SET TASK: Change "blonde" to "red" throughout these lines, keeping everything else the same.

SOURCE DATA:

┄┄┄┄┄┄┄┄┄┄┄┄┄┄┄┄┄┄┄┄

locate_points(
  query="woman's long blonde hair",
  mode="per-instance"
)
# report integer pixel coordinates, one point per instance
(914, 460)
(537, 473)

┄┄┄┄┄┄┄┄┄┄┄┄┄┄┄┄┄┄┄┄

TASK RESULT:
locate_points(
  query="woman's long red hair",
  mode="per-instance"
)
# report integer pixel coordinates, one point per instance
(914, 460)
(537, 473)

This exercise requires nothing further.